→ Instructions for the task: Word for word, transcribe all of the records.

== Segment start ==

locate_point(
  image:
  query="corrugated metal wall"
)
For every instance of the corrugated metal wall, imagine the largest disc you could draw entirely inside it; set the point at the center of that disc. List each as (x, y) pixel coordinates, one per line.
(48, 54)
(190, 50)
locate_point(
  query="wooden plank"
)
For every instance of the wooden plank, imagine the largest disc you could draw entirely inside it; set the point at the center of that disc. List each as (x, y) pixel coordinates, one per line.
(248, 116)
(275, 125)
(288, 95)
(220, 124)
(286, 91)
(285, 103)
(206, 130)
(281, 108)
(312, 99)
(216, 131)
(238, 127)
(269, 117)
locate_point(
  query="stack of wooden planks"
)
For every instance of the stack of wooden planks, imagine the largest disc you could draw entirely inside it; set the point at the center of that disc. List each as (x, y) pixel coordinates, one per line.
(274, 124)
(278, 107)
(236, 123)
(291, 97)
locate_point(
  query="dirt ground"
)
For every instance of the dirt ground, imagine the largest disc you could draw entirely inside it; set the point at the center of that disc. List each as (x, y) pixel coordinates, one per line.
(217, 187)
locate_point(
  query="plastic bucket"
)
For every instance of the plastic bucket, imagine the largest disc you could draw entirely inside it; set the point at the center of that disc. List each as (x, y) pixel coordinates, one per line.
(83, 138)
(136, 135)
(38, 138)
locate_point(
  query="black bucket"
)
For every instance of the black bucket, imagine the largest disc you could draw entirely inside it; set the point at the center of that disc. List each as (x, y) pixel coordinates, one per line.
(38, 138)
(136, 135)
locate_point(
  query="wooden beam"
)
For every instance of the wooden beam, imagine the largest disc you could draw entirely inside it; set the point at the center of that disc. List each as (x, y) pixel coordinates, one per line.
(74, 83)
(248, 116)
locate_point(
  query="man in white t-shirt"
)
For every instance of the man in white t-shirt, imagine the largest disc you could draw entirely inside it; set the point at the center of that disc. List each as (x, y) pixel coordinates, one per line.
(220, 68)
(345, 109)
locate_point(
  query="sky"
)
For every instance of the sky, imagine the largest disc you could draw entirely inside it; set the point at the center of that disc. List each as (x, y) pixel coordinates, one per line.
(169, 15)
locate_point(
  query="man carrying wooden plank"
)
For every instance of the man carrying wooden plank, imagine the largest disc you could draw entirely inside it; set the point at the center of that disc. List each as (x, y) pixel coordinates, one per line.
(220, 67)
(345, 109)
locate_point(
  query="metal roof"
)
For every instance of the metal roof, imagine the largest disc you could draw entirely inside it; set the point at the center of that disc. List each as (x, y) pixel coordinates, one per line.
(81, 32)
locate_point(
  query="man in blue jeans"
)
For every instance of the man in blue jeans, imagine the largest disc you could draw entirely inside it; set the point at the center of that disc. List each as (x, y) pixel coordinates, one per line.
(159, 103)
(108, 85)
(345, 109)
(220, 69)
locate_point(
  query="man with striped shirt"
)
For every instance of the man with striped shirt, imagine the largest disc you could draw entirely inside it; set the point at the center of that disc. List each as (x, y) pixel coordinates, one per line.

== Segment end ==

→ Response box:
locate_point(
  image:
  query="corrugated metal wall"
)
For every instance of the corrugated metal wall, imagine the largest disc you could draw entirely inside it; set the point at the center of that disc. List each as (x, y) pixel coordinates, one per line.
(48, 54)
(190, 50)
locate_point(
  query="wooden plank"
)
For every instance of the wooden plank, imagine the largest disc you could draw entirely inside it; set the point at the center of that disc. List each as (x, y) pixel coordinates, one per line.
(248, 116)
(275, 125)
(288, 95)
(220, 124)
(286, 91)
(285, 103)
(206, 130)
(281, 108)
(312, 99)
(216, 131)
(238, 127)
(269, 117)
locate_point(
  query="stack of wooden planks"
)
For every instance of the stack of wooden planks, imagine the largest disc you could draw entirely inside it; set the point at the center of that disc. List each as (x, y) pixel coordinates, one per line.
(274, 124)
(278, 107)
(236, 123)
(291, 97)
locate_point(
  query="dirt ground"
)
For every instance of the dirt ground, imagine the largest disc you could draw entirely inside it; set the point at the center of that disc. List each as (x, y) pixel coordinates, one per line.
(217, 187)
locate_point(
  query="plastic bucket"
)
For every instance of the plastic bucket, imagine the largest disc you could draw entirely inside it; set the point at the center of that disc. List each as (x, y) pixel coordinates, one per line.
(83, 138)
(136, 135)
(38, 138)
locate_point(
  query="black bucket"
)
For every instance of the black bucket, imagine the largest disc you could draw entirely inside it; set the point at the center of that disc. List each as (x, y) pixel coordinates, one per line.
(38, 138)
(136, 135)
locate_point(
  query="wooden beam"
)
For every instance of the wooden beam, imagine the largest disc you could draw entirely inside it; set the point at the center of that disc. List each as (x, y) pixel coordinates, one per line.
(74, 83)
(248, 116)
locate_point(
  query="man in white t-shirt"
)
For every instance of the man in white t-shirt, imagine the largest disc you could draw entirely inside it; set the point at the center of that disc. List each as (x, y) pixel coordinates, one per line.
(220, 68)
(345, 109)
locate_point(
  query="sky"
)
For every instance of the sky, imagine the largest disc you could draw entirely inside it; set the point at the center of that disc. List each as (x, y) pixel coordinates, one per line.
(169, 15)
locate_point(
  query="man carrying wooden plank"
)
For every instance of the man carrying wooden plank, imagine the largest disc you could draw entirely inside it; set the point at the center of that disc. List each as (x, y) pixel coordinates, one per line.
(220, 67)
(345, 109)
locate_point(
  query="metal roof"
)
For every instance of the metal roof, imagine the largest disc you could draw entirely inside it; set the point at the center of that disc. List each as (x, y) pixel coordinates, one per line.
(81, 32)
locate_point(
  query="man in blue jeans"
)
For every instance of the man in blue jeans, imagine the largest disc you could draw entirely inside it; set the point at the center of that disc. List each as (x, y) pixel coordinates, one per line.
(159, 103)
(108, 85)
(345, 109)
(220, 69)
locate_point(
  query="man with striped shirt"
)
For every instance of the man with striped shirt, imagine the largest disc you could draw entirely inside it; set the point at the center of that disc. List each as (x, y) pixel coordinates, one per line.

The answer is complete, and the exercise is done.